Segment Start: Listed entries
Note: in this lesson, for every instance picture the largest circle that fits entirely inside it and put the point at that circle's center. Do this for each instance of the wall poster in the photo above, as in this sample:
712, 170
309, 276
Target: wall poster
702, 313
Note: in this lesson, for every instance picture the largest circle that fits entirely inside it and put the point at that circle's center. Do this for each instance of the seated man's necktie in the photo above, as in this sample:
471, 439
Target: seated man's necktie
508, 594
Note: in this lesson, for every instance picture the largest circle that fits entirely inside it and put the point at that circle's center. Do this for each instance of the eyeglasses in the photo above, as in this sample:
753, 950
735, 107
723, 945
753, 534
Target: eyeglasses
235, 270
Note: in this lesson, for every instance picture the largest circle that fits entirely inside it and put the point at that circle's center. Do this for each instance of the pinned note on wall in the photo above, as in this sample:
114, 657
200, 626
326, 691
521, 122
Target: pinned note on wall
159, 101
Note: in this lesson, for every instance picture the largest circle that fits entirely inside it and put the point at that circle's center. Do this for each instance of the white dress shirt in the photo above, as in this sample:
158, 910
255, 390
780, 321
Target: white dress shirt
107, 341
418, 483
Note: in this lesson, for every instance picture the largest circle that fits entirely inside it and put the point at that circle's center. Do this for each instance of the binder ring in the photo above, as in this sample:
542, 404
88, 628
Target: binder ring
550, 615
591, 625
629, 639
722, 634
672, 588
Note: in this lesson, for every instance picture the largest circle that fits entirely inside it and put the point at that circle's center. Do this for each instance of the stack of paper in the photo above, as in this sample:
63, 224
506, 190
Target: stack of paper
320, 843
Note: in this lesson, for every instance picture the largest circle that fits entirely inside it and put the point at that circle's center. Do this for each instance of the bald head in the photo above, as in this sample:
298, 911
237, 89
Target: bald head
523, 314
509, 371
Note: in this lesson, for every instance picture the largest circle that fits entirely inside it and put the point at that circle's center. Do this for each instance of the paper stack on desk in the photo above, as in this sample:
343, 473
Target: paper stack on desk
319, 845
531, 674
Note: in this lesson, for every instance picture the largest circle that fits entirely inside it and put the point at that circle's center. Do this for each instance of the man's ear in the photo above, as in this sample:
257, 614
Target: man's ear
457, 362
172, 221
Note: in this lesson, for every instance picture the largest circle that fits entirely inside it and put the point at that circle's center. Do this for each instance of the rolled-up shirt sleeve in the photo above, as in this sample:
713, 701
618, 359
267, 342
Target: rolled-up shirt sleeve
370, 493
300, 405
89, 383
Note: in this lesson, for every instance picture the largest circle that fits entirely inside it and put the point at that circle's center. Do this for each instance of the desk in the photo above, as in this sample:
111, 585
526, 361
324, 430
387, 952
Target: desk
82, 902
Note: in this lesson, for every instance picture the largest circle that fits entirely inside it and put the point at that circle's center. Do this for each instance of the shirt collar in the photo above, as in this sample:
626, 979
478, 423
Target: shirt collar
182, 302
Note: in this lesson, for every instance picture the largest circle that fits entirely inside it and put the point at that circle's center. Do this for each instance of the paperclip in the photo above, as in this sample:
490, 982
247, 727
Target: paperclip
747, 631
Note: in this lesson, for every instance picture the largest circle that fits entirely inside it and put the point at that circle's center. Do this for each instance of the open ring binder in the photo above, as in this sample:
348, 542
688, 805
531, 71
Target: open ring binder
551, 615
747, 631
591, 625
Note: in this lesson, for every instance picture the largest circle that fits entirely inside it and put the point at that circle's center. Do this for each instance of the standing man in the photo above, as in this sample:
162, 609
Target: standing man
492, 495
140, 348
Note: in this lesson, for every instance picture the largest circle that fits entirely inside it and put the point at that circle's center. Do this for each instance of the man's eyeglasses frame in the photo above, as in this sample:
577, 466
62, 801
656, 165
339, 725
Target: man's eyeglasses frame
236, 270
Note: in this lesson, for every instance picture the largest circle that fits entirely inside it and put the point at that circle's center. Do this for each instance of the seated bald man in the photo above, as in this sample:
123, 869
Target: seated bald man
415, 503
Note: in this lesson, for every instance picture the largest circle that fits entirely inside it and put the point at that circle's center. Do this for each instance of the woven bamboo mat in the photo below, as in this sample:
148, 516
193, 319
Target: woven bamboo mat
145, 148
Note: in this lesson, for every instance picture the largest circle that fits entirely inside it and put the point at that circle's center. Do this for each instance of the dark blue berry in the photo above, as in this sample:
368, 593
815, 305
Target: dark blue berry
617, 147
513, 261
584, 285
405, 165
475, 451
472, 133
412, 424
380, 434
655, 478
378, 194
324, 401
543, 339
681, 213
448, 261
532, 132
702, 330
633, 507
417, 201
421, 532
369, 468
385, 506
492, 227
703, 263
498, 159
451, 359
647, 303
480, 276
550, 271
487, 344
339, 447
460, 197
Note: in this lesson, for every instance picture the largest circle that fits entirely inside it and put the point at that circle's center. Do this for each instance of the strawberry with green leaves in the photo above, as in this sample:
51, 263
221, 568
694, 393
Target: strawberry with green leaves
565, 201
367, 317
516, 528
Segment End: Listed entries
> **What this task involves**: Reproduce the data in full, precisely as given.

> **Task result**:
Note: in this lesson, for every instance picture the largest circle that fits entirely inside it and put the point at that circle's center. Do this for each instance of the wall poster in the photo above, as in this sample:
712, 170
309, 276
Target: wall poster
702, 313
Note: in this lesson, for every instance picture the largest circle that fits entirely inside it and put the point at that circle's center. Do this for each instance of the seated man's necktie in the photo above, as in this sample:
471, 439
Target: seated man's necktie
508, 594
Note: in this lesson, for every instance picture the largest circle that fits entirely inside it and put the point at that circle's center. Do this for each instance of the eyeglasses in the photo above, as in this sample:
753, 950
735, 107
723, 945
753, 534
Target: eyeglasses
235, 270
Note: in this lesson, for every instance picture the largest circle that fits entirely inside it and put the point at that circle's center. Do this for each instance of the pinned note on wall in the photo above, as in this sample:
114, 657
200, 626
326, 691
521, 122
Target: pinned note on wall
159, 101
Note: in this lesson, for every instance picture the largest circle that fits entirely inside it and put the point at that circle's center. Do this for each instance of the white dress shirt in the photo above, as in this sample:
158, 910
255, 390
780, 321
Target: white dress shirt
107, 341
418, 483
Note: in this lesson, for every instance picture the largest circle that fits entirely inside it and put the point at that circle's center. Do this for each instance of the binder ring in the photo above, as in this sample:
542, 404
88, 628
Target: binder ring
550, 615
591, 625
629, 639
722, 634
672, 588
Note: in this lesson, for every instance picture the largest circle that fits entirely inside it and put the point at that circle's center. Do this for each instance of the stack of paper in the photo above, as in this sample:
63, 224
506, 190
Target: stack of paper
320, 843
Note: in this lesson, for every instance picture the largest circle that fits entirely inside it and put the point at that circle's center. Do this for each instance of the bald head in the photo above, as in this sample:
298, 911
237, 89
Target: bald head
523, 314
509, 371
Note: in this lesson, for every instance picture the largest circle that fits entirely inside it and put the point at that circle's center. Do this for each instance of the paper stack on desk in the photo above, as in this sample:
343, 473
Target: paper stack on desk
319, 845
531, 674
Note: in this lesson, for every instance picture the largest circle that fits entirely inside it and put the point at that circle's center. Do this for each instance of the man's ear in the photo above, as in this sample:
257, 614
Target: man's ear
457, 362
172, 221
Note: in this lesson, for every instance picture the largest circle that fits entirely inside it and put the point at that circle's center. Do this for each instance of the rolled-up shirt sleeve in the photo above, as in this sample:
713, 701
618, 359
267, 342
Target: rolled-up shirt sleeve
370, 493
300, 405
89, 383
Note: in this lesson, for every instance picture the largest circle that fits entirely inside it and put the point at that circle's center. Do this for each instance of the desk in the photo above, as in this sample:
111, 585
526, 361
324, 430
387, 952
Target: desk
82, 902
Note: in this lesson, for every instance picture the largest circle that fits entirely inside it and put the point at that circle's center. Do this for each instance of the shirt collar in the photo above, as in this sample:
626, 979
478, 423
Target: shirt collar
182, 302
Note: in this lesson, for every instance picture the largest circle that fits entirely inside it and put the point at that circle's center. Do this for each instance of the paperclip in the photo above, as in this sample:
490, 982
247, 727
Target: paperclip
747, 631
Note: in this lesson, for every instance picture the largest circle that fits entirely inside it and put the point at that circle's center. Do this for each instance of the open ring binder in the photo above, as in this sample:
348, 542
688, 805
531, 71
Target: open ring binder
551, 615
747, 631
591, 625
Note: in this lesson, for every instance picture the largest circle that fits entirely inside it and put the point at that circle's center. Do this for each instance of the standing man in the photo above, as in this sample:
162, 609
Target: standing man
492, 495
140, 348
Note: in this lesson, for every instance picture the largest circle that fits entirely inside it and put the point at that circle's center. Do this for each instance of the man's eyeglasses frame in the photo above, as in this sample:
577, 466
62, 801
656, 165
339, 725
Target: man's eyeglasses frame
236, 270
Note: in this lesson, for every instance picture the largest circle that fits entirely inside it and put the point at that circle's center. Do this for each instance of the seated bald man in the photo above, as in this sample:
123, 869
Target: seated bald man
415, 503
Note: in this lesson, for every instance picture the largest circle that fits entirely inside it and put the point at that circle's center. Do this for each instance of the woven bamboo mat in the photo below, as in this sample:
148, 516
193, 319
Target: woven bamboo mat
145, 148
Note: in this lesson, for every instance picture the largest circle that fits entirely inside it and put the point at that circle's center. Do this for each instance of the dark blue berry in the photo above, as in this sample:
368, 593
815, 305
Target: dark blue berry
617, 147
513, 261
584, 285
405, 165
475, 451
472, 133
412, 424
380, 434
655, 478
378, 194
324, 401
543, 339
681, 213
448, 261
532, 132
702, 330
633, 507
417, 201
421, 532
369, 468
385, 506
492, 227
703, 263
498, 159
451, 359
647, 303
480, 276
550, 271
487, 344
339, 447
460, 197
Note: in this lesson, for every instance picture the largest circle that fits entirely inside it and put the point at that circle's center. Do this for each instance of the strawberry with green leaves in the photo above, as in this sample:
51, 263
221, 568
694, 393
Target: strawberry with green leaves
565, 201
367, 317
516, 528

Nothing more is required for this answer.